### EXERCISE OBJECTIVE
Beginning with the line where "364, row 105." appears, retype every remaining line of the data below, both the first and last included.

### LISTING
■ ■ ■

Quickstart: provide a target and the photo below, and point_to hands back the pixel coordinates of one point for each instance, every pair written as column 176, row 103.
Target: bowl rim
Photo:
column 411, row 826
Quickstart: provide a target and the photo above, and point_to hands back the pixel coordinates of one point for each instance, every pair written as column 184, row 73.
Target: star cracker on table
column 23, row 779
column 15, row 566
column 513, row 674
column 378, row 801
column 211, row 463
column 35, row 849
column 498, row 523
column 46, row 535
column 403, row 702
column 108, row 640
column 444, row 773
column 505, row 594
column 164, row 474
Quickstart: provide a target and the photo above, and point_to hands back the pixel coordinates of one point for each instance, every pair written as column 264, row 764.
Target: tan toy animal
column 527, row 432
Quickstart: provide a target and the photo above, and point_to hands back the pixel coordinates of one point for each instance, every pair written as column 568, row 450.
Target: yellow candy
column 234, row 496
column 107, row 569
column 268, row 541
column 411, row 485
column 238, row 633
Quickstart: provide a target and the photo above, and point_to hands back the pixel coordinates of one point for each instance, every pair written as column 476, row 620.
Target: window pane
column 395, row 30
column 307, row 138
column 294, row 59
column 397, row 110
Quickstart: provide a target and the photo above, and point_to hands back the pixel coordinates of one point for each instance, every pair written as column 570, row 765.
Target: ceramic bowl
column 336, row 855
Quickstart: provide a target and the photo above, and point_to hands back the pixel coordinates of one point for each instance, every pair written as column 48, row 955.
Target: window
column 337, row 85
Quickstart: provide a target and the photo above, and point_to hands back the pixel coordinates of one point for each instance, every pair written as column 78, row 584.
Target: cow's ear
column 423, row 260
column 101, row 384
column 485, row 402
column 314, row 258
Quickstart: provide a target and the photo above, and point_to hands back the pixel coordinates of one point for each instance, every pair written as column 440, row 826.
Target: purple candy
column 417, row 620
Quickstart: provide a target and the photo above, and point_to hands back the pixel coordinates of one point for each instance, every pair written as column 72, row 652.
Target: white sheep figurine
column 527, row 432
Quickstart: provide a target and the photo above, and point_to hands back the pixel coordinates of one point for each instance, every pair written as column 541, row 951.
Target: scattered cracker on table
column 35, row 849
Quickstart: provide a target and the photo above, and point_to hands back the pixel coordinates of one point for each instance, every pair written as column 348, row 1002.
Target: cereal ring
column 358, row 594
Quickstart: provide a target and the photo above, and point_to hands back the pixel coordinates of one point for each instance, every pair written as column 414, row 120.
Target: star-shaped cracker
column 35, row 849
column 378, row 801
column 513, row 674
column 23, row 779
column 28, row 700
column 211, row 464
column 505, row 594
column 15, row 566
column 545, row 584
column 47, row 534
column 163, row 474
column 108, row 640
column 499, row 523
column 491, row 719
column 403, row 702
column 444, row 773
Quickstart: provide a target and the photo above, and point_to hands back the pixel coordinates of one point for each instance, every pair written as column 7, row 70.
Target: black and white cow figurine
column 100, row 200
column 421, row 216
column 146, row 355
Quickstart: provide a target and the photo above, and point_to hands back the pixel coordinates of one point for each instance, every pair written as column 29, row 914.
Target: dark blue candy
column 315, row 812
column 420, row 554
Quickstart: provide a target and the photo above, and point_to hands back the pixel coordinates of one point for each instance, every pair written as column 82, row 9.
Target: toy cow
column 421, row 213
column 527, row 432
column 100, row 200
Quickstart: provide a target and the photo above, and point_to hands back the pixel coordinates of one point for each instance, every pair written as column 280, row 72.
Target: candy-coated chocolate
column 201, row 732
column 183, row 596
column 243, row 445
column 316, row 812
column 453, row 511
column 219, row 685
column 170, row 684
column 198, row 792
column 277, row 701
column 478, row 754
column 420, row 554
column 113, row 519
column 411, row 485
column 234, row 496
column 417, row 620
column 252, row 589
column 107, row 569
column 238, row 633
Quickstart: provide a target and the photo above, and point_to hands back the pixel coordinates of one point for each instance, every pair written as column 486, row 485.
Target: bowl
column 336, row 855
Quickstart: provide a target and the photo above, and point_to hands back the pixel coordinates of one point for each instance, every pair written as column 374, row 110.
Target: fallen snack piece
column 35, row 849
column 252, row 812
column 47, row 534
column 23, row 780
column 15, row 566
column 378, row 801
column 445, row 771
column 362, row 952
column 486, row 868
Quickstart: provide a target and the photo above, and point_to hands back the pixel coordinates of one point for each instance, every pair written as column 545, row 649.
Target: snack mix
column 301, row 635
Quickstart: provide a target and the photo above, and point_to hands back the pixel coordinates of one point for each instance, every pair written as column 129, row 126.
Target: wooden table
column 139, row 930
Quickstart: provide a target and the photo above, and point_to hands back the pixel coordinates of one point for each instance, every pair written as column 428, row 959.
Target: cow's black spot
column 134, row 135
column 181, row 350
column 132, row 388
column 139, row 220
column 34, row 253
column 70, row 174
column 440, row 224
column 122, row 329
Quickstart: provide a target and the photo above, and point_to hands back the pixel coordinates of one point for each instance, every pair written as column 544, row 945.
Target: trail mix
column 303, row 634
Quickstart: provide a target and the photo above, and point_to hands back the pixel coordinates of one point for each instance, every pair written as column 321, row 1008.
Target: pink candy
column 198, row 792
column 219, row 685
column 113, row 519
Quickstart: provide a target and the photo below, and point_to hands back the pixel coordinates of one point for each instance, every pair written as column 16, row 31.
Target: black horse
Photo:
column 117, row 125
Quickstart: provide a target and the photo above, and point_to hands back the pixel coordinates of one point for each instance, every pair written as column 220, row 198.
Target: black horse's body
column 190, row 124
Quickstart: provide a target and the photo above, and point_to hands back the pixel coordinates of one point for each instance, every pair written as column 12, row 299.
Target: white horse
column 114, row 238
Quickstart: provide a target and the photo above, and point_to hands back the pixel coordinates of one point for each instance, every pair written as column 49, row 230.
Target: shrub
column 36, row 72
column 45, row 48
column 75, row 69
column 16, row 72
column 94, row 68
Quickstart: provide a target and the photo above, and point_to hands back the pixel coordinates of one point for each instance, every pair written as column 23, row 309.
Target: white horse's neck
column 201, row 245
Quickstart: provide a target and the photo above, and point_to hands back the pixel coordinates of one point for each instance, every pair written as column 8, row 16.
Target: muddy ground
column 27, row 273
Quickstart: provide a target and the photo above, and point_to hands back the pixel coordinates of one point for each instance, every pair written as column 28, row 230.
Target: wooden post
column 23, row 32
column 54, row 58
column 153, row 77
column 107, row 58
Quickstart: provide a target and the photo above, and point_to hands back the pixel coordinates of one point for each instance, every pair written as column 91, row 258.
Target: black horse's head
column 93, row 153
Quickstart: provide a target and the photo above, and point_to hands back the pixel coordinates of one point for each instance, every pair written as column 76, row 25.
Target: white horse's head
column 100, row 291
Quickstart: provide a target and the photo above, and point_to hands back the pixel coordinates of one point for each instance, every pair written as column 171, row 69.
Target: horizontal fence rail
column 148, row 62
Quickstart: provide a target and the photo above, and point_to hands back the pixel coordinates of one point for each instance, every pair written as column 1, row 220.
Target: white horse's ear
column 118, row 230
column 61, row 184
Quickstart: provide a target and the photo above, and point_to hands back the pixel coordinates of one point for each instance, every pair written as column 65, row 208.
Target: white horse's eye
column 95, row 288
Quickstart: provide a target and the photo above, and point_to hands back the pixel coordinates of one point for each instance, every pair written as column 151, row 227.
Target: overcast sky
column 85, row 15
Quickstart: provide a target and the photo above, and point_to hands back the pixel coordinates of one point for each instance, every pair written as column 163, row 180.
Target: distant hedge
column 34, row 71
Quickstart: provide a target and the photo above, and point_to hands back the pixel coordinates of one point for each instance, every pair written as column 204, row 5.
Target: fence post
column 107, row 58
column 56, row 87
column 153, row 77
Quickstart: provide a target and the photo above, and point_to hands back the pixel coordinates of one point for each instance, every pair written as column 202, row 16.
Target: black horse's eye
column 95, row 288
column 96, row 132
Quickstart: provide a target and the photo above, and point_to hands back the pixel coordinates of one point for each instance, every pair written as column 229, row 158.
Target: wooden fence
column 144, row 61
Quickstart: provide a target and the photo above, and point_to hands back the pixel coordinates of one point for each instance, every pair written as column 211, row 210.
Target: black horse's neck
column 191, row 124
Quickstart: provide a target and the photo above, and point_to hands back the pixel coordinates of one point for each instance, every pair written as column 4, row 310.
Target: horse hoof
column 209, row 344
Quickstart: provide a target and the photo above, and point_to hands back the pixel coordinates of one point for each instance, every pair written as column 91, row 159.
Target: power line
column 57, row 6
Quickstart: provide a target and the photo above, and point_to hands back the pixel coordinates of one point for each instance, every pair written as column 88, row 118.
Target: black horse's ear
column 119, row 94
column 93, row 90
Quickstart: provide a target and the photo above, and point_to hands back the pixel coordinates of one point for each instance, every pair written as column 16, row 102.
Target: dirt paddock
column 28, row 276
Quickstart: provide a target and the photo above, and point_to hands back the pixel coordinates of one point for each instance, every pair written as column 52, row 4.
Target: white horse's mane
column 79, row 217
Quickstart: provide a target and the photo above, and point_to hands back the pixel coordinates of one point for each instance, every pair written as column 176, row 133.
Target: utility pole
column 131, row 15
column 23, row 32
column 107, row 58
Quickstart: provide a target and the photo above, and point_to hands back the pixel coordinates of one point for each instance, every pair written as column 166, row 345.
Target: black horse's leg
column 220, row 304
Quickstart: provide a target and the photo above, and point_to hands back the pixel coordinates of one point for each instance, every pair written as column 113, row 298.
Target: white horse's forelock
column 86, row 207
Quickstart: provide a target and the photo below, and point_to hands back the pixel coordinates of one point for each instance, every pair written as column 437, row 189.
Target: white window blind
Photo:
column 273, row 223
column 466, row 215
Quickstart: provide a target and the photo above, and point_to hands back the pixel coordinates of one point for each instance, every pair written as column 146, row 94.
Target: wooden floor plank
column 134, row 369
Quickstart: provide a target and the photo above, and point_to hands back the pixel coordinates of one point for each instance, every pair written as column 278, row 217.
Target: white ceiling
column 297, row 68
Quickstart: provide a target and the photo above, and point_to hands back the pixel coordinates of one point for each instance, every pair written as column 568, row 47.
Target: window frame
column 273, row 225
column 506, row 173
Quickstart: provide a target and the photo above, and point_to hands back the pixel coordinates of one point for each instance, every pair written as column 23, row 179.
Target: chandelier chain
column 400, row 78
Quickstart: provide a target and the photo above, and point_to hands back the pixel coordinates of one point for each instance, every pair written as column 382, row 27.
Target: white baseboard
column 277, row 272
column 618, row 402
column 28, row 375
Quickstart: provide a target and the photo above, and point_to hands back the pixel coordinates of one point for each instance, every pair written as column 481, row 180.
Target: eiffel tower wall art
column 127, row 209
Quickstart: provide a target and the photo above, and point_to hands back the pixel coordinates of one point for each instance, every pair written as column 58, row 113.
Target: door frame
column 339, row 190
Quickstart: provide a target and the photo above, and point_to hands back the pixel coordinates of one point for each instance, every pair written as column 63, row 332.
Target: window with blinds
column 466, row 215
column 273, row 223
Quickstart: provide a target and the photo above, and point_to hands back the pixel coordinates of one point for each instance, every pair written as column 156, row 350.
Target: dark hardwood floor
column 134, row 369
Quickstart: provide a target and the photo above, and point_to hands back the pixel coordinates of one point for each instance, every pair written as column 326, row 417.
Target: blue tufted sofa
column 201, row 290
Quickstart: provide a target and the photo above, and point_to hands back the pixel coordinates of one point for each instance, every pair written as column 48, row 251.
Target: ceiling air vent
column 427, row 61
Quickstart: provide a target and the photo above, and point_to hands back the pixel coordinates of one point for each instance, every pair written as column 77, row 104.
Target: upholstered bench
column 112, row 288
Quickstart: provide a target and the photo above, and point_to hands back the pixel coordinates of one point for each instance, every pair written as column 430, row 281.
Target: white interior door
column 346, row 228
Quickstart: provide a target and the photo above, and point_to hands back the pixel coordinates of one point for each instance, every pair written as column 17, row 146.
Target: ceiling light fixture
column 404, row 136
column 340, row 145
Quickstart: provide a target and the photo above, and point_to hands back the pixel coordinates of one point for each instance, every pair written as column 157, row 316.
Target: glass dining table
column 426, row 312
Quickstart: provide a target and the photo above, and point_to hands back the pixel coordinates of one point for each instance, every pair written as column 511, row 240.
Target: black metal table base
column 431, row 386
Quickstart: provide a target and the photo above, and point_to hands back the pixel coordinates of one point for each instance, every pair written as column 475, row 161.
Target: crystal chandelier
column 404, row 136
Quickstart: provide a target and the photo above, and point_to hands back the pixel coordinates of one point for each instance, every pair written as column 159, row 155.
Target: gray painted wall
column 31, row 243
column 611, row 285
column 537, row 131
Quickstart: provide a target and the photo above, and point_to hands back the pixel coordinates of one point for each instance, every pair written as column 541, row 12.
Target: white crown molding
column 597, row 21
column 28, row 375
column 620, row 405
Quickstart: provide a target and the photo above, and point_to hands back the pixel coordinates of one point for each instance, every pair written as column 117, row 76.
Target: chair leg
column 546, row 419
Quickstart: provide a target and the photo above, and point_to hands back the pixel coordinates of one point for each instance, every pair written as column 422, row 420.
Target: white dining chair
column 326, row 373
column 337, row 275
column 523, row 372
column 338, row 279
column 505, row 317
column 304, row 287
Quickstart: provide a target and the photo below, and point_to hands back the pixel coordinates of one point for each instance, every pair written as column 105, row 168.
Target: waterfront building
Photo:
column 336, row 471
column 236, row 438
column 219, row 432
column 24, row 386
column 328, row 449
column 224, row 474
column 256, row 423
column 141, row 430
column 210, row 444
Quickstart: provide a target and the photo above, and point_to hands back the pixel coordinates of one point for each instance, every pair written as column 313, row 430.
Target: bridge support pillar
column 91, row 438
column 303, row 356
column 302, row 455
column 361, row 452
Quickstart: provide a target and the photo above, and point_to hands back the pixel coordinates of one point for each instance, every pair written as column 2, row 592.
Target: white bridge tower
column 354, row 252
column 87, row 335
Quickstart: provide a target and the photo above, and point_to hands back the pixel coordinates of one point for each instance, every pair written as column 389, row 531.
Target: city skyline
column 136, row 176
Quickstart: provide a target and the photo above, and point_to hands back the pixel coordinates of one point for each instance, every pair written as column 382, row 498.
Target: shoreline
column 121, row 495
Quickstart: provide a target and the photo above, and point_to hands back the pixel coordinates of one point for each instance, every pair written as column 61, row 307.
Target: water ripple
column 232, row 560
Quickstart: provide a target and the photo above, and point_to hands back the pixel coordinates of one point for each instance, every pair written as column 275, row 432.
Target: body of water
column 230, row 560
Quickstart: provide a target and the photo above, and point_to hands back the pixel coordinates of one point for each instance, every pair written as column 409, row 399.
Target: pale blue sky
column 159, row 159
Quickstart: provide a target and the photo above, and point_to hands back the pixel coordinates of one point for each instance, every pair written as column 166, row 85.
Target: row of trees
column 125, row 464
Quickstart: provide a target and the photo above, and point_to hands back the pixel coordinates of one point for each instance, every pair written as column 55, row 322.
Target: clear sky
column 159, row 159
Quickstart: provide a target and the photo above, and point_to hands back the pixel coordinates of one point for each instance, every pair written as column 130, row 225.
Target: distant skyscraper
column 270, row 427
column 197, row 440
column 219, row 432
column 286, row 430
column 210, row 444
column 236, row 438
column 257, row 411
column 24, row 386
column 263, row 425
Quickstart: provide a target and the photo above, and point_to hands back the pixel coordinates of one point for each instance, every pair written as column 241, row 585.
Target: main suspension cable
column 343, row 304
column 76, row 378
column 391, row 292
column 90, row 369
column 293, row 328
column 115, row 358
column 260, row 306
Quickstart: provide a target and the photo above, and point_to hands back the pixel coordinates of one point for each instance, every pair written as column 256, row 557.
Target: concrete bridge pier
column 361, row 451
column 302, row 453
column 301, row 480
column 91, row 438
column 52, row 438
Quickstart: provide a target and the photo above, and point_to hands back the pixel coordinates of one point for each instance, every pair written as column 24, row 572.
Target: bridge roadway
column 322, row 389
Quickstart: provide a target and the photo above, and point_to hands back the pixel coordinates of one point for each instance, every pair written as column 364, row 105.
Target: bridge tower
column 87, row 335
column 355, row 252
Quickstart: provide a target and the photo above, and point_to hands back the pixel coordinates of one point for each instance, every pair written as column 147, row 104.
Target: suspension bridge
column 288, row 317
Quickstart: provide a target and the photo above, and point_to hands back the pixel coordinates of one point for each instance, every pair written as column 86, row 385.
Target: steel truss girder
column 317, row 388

■ ■ ■

### OUTPUT
Quickstart: provide a target and the photo above, and point_to hands back the pixel coordinates of one point for each instance, every pair written as column 364, row 105.
Target: bridge tower
column 87, row 335
column 355, row 252
Quickstart: provide a target and the photo above, and point_to hands back the pixel coordinates of one point for each instance, every pair written as column 147, row 104.
Target: suspension bridge
column 288, row 317
Quickstart: provide a target and the photo above, and point_to hands back the pixel coordinates of one point for each instance, every pair written as column 86, row 385.
Target: steel truss girder
column 317, row 388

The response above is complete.